### Extrait fourni
Ainsi, non seulement Penmarch est devenu ville, mais c’est la légendaire ville d'Is, et on y faisait un « immense commerce ». Il semblait difficile d’aller plus loin dans l’hyperbole. Il était pourtant réservé au chevalier de Fréminville d’écrire dans ses Antiquités du Finistère le poème du Penmarch légendaire, vrai chef-d’œuvre d’imagination (FRÉMINVILLE. Antiquités du Finistère 1835, t. II, p. 108-115) :

« Qui peut avoir porté, s’écrie-t-il, à bâtir une si grande ville dans ce lieu si écarté, si solitaire ? Voici comment nous repondrons : les habitants de Penmarch étaient, dans des temps déjà fort éloignés, d’intrépides et hardis marins ; leur habileté, leur expérience de la mer leur attira la confiance, et tous les riches propriétaires des Cornouailles leur confièrent, de préférence à tous les autres, les marchandises dont ils voulaient trafiquer. Un établissement maritime se forma donc à Penmarch ... et la ville se forma et s’accrut progressivement. Dès le XIIIème siècle, elle était déjà très populeuse. Une circonstance particulière augmenta la source de ses richesses. A trente ou quarante lieues dans l’ouest de la pointe de Penmarch, on trouvait, à certaine époque de l’année, un banc considérable de morues... La pêche de ce poisson... devint l’objet principal des spéculations des armateurs de Penmarch. On en voit la preuve dans un titre de l’an 1266, publié dans les Anciens jugements de la mer, article 26, page 87 des constitutions du duché de Bretagne. Mais en outre, la ville de Kérity-Penmarch faisait, aux XIVème et XVème siècles, un commerce très étendu de grains et de bestiaux, toiles, chanvres, avec les ports espagnols de la Galice et des Asturies. L’appât des bénéfices immenses qui en résultaient séduisit tant de monde, que les laboureurs des paroisses environnantes négligèrent la culture des terres pour accourir à Kérity-Penmarch et s’y livrer au trafic. La chose arriva au point qu’il fallut que l’autorité y mît un frein ... Une ordonnance ducale, relative au négoce de Penmarch, datée de l’an 1404 s’exprime ainsi, etc. ». Et il ajoute : « Plusieurs des chemins qui serpentent parmi les décombres de Kérity portent encore des noms de rues : il y a la Grande-Rue, la rue des Marchands, la rue des Argentiers ou des Orfèvres ».

D’après Fréminville, les causes de la ruine de Penmarch, seraient l’exploitation des bancs de Terre-Neuve, à partir de 1500, les ravages des corsaires et le pillage de La Fontenelle. Tout n’est pas faux, comme nous le verrons, dans cette dernière partie des assertions de Fréminville ; mais le tableau de la grandeur passée de Kérity Penmarch est purement fantaisiste.

### Consigne
Rédigez la suite de l'extrait sur la prétendue grandeur passée de Penmarch, en reprenant après sa dernière phrase. Les enregistrements qui suivent n'ont aucun rapport avec l'extrait.

### Données fournies
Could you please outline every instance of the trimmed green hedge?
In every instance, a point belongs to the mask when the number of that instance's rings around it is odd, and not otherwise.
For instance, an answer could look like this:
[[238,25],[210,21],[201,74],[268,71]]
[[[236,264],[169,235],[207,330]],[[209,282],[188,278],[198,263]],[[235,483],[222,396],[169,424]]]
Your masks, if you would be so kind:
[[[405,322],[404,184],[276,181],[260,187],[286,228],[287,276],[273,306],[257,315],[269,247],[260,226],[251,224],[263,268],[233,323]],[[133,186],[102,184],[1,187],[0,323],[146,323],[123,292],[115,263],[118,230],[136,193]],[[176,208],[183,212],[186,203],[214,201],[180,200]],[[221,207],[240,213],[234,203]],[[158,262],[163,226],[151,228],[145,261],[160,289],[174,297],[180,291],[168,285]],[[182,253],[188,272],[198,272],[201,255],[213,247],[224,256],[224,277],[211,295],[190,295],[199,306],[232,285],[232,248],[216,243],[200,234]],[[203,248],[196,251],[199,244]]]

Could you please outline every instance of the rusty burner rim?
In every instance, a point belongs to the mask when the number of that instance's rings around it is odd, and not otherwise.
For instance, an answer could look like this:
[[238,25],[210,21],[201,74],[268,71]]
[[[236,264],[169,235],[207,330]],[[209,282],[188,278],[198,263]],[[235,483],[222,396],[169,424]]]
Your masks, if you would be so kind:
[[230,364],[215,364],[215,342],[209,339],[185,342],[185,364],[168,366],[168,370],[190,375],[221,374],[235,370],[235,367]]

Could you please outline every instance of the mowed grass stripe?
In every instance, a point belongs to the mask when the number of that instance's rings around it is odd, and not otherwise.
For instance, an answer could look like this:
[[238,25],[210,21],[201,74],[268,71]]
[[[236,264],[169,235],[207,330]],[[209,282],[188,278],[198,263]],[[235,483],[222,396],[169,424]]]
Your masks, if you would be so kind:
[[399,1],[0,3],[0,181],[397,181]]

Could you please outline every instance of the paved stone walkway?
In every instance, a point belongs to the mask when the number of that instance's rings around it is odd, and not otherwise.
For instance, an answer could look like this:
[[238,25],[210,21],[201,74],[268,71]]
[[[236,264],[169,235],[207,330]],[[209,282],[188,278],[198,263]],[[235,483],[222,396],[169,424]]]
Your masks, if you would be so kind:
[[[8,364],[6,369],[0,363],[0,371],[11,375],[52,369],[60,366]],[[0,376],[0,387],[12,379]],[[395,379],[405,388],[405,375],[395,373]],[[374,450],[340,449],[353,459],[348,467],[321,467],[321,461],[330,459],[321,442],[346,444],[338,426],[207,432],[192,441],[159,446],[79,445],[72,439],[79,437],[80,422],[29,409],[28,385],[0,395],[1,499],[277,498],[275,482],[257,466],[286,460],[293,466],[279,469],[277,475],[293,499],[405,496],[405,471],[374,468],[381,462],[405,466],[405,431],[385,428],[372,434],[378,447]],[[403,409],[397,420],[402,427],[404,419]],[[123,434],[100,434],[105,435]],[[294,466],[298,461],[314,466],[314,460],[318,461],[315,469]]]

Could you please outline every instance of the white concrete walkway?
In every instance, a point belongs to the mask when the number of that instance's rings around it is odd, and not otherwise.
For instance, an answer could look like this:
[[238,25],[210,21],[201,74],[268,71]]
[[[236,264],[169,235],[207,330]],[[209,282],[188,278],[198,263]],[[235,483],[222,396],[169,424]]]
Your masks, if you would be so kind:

### Résultat ci-dessous
C’était en 1835 que paraissaient les Antiquités du Finistère. L’année suivante, Souvestre, annotant Cambry, écrivait (CAMBRY, éd. Souvestre, 1836, p. 158) :

« Les habitants n’ont jamais parlé de la ville d’Is à propos de ces débris. Mais il est certain qu’il existait autrefois dans ce lieu une ville où l’on se livrait à la salaison des congres, des juliennes et même des morues qui se pêchaient sur la côte ; c’était l’objet d’un commerce important. On a cru que la découverte des bancs de Terre-Neuve, en détruisant cette source de richesses, amena l’abandon et la ruine des habitations du Penmarch., Si l’on s’en rapporte à la tradition du pays, Penmarch fut autrefois aussi considérable que Nantes. Outre la découverte du banc de Terre-Neuve, qui fit abandonner celui de Penmarch pour la pêche de la morue, une tempête affreuse fit périr 500 bateaux pêcheurs du cette ville montés chacun de 7 hommes, et causa ainsi la ruine de son commerce. Cependant elle conserva encore assez longtemps une assez grande importance, mais des guerres de la Ligue elle eut à subir de nouveaux désastres ».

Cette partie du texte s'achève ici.